-- begin Material supplied --

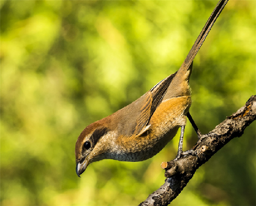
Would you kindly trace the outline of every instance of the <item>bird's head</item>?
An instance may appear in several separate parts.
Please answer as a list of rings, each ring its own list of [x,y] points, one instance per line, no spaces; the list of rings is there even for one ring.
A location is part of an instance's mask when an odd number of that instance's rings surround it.
[[[86,127],[78,137],[75,152],[78,177],[89,164],[105,158],[109,148],[107,142],[109,130],[104,124],[100,121],[94,122]]]

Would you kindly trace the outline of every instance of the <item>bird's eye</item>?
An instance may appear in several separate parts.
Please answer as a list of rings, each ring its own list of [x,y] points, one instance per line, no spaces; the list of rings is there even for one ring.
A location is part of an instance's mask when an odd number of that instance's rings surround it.
[[[86,141],[84,143],[84,147],[85,149],[90,149],[91,147],[91,142],[89,141]]]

-- end Material supplied --

### Challenge:
Rewrite the entries starting with the line containing "the <item>bird's eye</item>?" and going on through the end of the entries, both included, with the wording kept as is. Add 64 to every x and y coordinate in the answers.

### Solved exercise:
Would you kindly trace the outline of every instance of the <item>bird's eye</item>?
An instance may appear in several separate parts.
Please answer as a list of rings, each ring its own list of [x,y] points, one instance per line, no spaces; the list of rings is there even for one ring.
A location is part of an instance's mask when an odd number of that instance's rings surround it.
[[[150,205],[148,207],[148,211],[149,213],[154,213],[155,211],[155,206],[153,205]]]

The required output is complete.